- **Goal of the exercise**:
How many rows contain the word "grass"? Reply with the number alone.

- **Material for this task**:
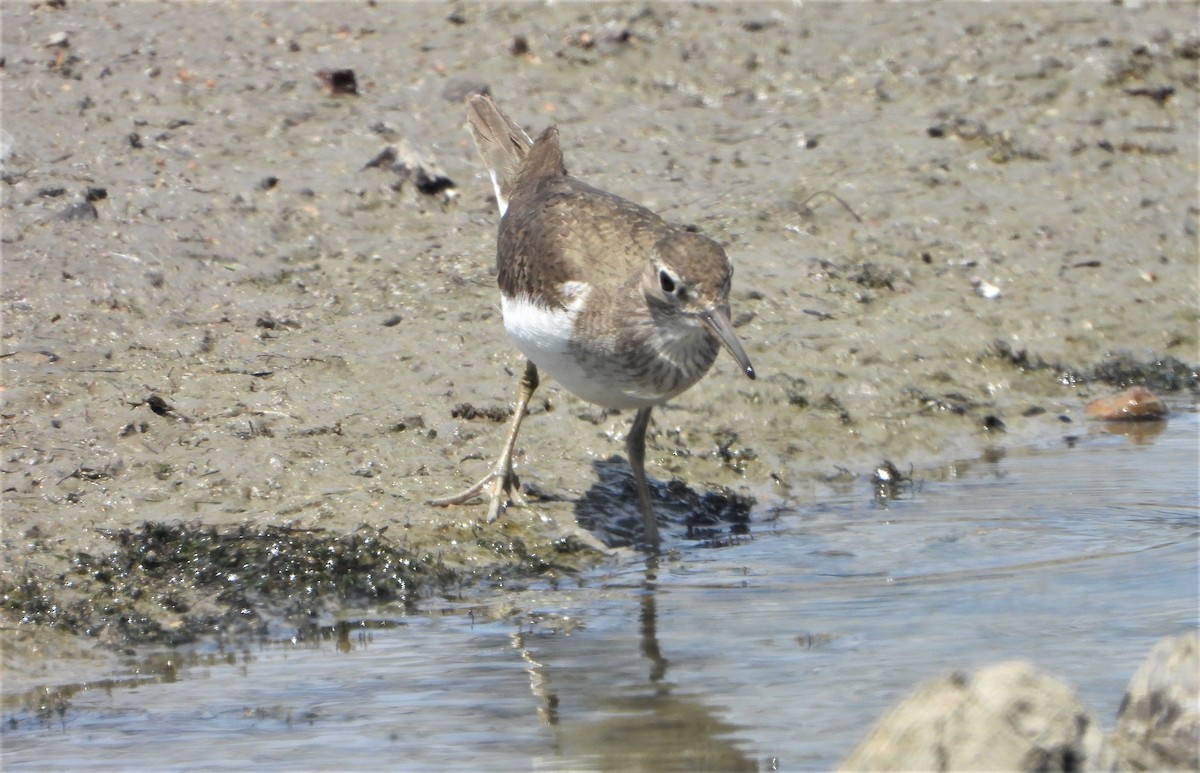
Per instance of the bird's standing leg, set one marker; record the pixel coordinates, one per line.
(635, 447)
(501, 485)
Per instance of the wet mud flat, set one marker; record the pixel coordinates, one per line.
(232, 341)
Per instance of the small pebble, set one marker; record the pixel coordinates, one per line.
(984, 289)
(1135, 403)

...

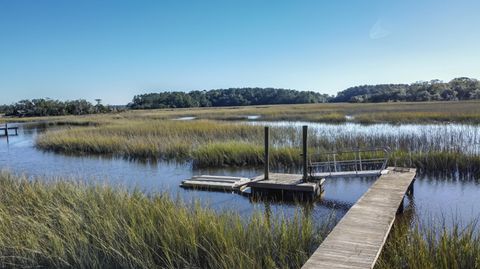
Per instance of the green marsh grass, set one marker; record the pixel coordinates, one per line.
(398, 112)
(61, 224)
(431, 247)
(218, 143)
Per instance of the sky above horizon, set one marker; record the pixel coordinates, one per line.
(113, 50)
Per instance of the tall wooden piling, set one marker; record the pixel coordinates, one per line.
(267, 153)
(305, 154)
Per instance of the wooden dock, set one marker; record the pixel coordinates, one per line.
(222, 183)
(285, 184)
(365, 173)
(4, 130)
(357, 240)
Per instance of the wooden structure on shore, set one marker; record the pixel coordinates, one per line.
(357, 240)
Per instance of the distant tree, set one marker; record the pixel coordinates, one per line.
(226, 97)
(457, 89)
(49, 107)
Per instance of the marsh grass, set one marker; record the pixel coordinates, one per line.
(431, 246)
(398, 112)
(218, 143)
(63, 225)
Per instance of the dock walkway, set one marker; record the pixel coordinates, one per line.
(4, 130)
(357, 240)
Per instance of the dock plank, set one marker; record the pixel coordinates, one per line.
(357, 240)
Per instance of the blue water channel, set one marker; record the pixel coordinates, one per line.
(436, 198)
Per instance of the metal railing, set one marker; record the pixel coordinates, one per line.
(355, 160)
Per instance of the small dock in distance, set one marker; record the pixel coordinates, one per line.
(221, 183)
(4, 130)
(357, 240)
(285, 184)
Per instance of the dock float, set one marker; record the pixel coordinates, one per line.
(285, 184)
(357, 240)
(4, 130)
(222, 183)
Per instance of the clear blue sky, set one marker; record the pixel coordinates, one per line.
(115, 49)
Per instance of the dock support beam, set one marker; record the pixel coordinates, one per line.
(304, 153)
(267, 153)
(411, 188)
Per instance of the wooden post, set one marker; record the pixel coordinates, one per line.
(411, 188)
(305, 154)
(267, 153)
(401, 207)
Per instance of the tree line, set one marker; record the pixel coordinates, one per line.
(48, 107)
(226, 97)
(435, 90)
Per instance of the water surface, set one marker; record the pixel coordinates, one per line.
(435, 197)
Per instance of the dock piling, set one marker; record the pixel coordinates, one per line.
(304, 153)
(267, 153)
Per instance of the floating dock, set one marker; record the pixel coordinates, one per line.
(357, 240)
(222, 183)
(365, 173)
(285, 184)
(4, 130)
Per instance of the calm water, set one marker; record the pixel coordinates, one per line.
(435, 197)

---

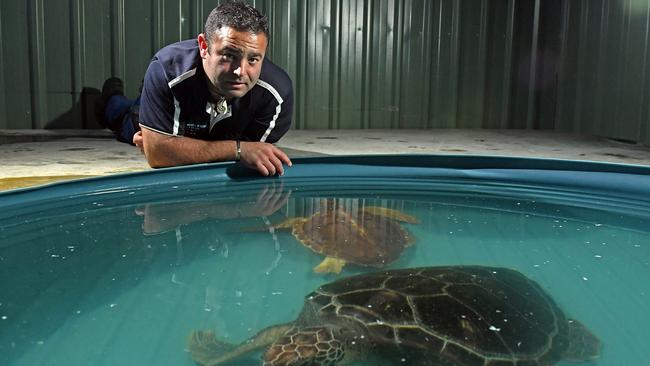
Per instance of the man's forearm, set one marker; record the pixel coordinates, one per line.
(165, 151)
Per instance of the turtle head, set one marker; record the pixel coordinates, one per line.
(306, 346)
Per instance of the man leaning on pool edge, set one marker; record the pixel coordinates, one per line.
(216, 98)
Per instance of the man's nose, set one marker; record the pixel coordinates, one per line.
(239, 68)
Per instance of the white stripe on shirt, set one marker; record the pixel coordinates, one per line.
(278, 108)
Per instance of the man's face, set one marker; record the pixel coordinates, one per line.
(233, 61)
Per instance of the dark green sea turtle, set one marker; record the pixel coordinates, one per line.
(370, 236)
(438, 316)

- **Solution for this task**:
2